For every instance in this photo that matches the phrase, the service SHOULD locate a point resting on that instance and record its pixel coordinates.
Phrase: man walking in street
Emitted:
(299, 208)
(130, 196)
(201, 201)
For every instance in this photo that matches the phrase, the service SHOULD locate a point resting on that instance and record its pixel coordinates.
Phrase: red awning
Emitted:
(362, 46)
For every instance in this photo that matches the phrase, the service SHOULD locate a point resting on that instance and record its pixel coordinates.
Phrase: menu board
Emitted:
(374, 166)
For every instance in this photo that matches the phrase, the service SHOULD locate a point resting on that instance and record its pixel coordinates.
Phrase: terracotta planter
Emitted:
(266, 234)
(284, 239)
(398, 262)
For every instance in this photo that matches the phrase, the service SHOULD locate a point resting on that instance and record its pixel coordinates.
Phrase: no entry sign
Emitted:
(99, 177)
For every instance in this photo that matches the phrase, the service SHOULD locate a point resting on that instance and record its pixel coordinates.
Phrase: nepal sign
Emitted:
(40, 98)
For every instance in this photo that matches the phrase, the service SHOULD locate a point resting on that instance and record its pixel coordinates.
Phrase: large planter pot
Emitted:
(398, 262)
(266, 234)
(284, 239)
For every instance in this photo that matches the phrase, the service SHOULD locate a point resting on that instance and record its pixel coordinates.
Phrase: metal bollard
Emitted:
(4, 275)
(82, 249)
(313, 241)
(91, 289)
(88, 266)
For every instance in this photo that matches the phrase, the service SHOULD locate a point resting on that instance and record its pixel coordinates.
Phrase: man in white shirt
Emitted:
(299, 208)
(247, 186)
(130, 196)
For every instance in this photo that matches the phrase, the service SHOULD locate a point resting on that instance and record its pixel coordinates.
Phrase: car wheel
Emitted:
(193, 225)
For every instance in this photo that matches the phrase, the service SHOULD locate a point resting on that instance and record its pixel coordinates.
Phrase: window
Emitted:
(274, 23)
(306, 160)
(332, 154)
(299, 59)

▸ **Goal**
Without omitting anything, output the entries exactly.

▸ **Problem solution**
For every instance in this photo that matches the phrase, the service SHOULD locate a point resting on that instance and record its pixel coordinates.
Phrase: man walking in street
Emitted:
(299, 208)
(130, 196)
(201, 201)
For every instance in this photo that matches the phrase, the service SHOULD locate a point resting on that instance and record its pixel coordinates.
Phrase: red awning
Emitted:
(362, 46)
For every instance in this photo that matches the phrase, the service SHOULD locate a point resting on that instance and record its pixel coordinates.
Phrase: menu board
Emitted:
(374, 166)
For every instance in this photo that matches the phrase, the service SHOULD locate a point resting on that instance and record its pixel coordinates.
Phrase: terracotta planter
Emitted:
(266, 234)
(284, 239)
(398, 262)
For every instance in this photo that matches the phrase, the service SHOULD locate a point resting on that instance and record its pixel coordinates.
Phrase: no entry sign
Emitted:
(99, 177)
For every instance in this photo that matches the phrase, the service SHOULD locate a point resting on that instance and record its pixel coordinates.
Phrase: nepal sign
Emitted:
(40, 98)
For every instance in this photo that matches the phrase, the service SHOULD locate a point resting on that instance and record its pixel coordinates.
Phrase: large planter pot
Emitted:
(398, 262)
(266, 234)
(284, 239)
For every instance in this photo that matches the phrase, the service SHOULD locate a point resting on that instance and record its pixel coordinates.
Phrase: metal bollard
Emitted:
(4, 275)
(82, 249)
(313, 241)
(91, 289)
(88, 266)
For every instance in this photo that matches the phrase, the service SHOULD locate a point resting on that instance and record its pixel coordinates.
Phrase: man in white shirt
Emitted:
(299, 208)
(247, 186)
(130, 196)
For every instance in this photo that matches the phrase, the service SHOULD locate a point resting on that instance and record its pixel coordinates.
Phrase: car wheel
Emitted:
(193, 225)
For every instance in this photo that matches the phrase, the service SHOULD locate a point resting on that instance and record its pixel coordinates.
Phrase: window
Emitted:
(274, 23)
(306, 160)
(332, 154)
(299, 59)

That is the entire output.